=== Data for this task ===
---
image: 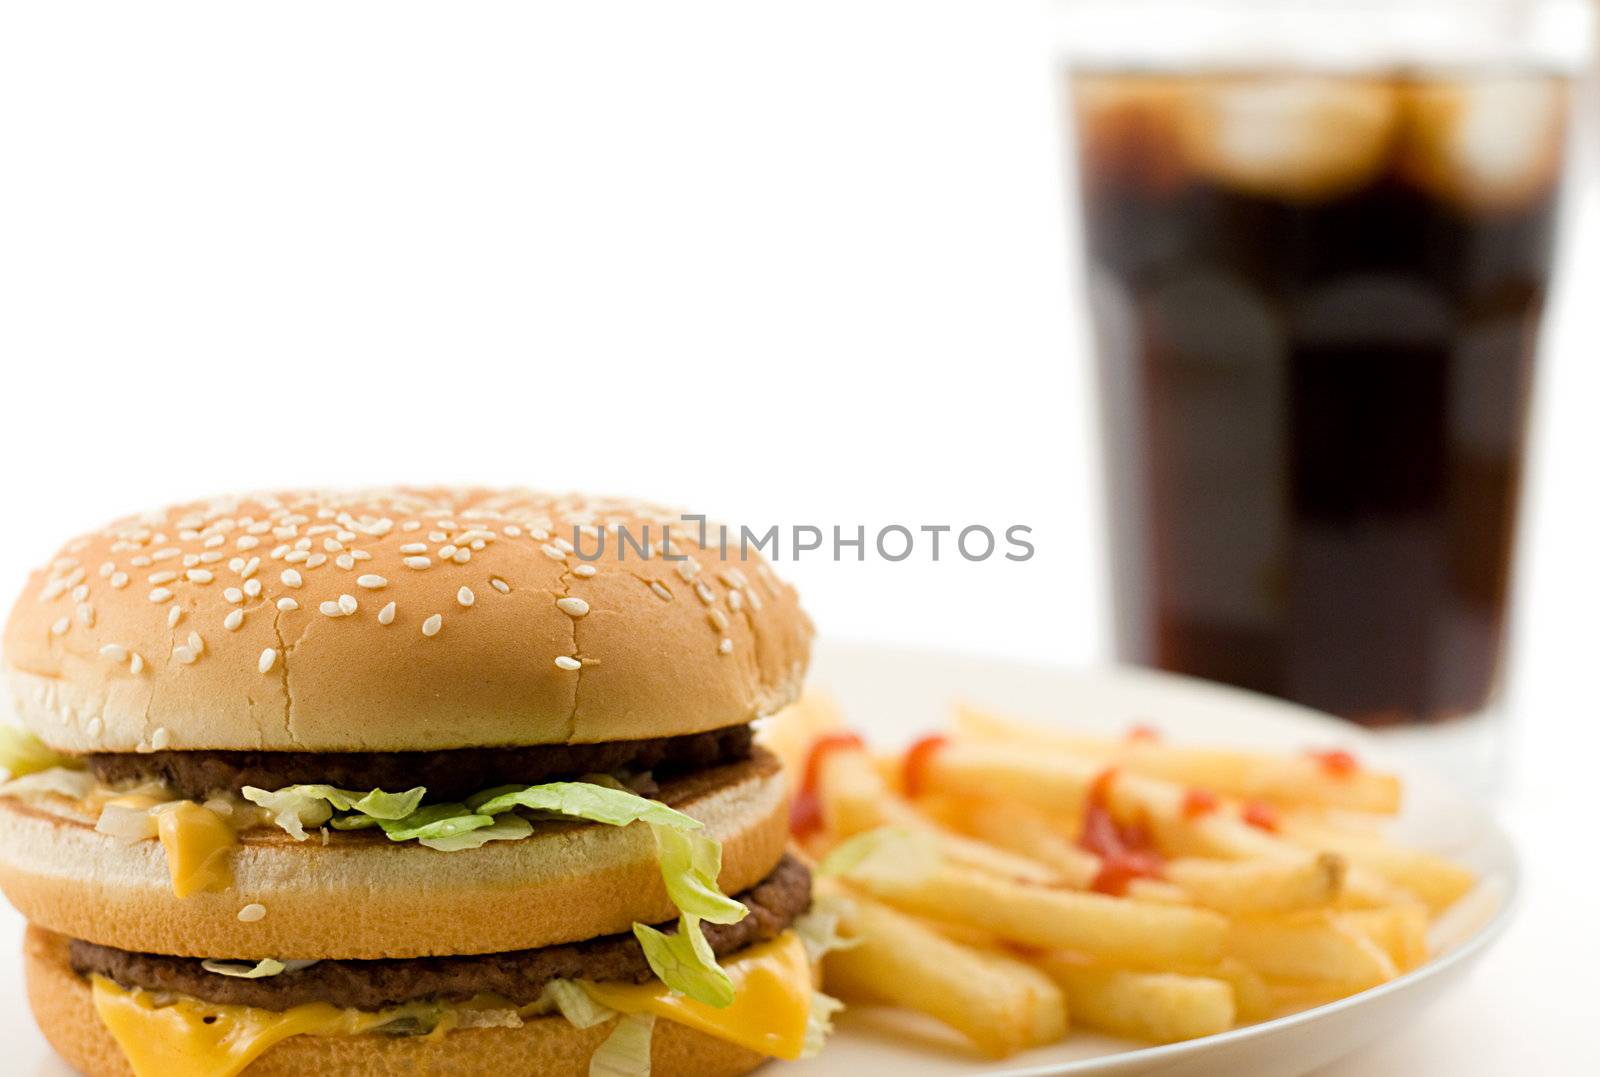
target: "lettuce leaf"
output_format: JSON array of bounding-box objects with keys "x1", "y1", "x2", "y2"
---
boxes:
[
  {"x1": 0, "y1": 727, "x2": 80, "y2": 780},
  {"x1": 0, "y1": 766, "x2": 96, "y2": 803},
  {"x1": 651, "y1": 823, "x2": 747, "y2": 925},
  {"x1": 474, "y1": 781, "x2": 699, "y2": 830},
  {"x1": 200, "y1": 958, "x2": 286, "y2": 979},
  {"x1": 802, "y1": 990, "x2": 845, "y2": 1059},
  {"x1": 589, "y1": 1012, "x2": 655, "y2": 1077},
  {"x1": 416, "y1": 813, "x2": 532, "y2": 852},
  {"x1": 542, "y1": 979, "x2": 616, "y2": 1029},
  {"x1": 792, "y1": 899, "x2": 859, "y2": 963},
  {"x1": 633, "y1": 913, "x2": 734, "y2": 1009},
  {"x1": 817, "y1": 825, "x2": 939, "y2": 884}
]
===
◆ Directions for this task ◆
Transcribe the records word for word and include no pictures.

◆ Solution ◆
---
image: 
target: "lettuce leaf"
output_format: JSON array of bounding-box objects with keys "x1", "y1", "x2", "y2"
---
boxes:
[
  {"x1": 0, "y1": 727, "x2": 80, "y2": 780},
  {"x1": 0, "y1": 766, "x2": 96, "y2": 803},
  {"x1": 651, "y1": 823, "x2": 747, "y2": 925},
  {"x1": 474, "y1": 781, "x2": 699, "y2": 830},
  {"x1": 200, "y1": 958, "x2": 286, "y2": 979},
  {"x1": 802, "y1": 990, "x2": 845, "y2": 1059},
  {"x1": 589, "y1": 1012, "x2": 655, "y2": 1077},
  {"x1": 416, "y1": 813, "x2": 532, "y2": 852},
  {"x1": 542, "y1": 979, "x2": 616, "y2": 1029},
  {"x1": 792, "y1": 899, "x2": 859, "y2": 963},
  {"x1": 633, "y1": 913, "x2": 734, "y2": 1009},
  {"x1": 817, "y1": 825, "x2": 939, "y2": 884}
]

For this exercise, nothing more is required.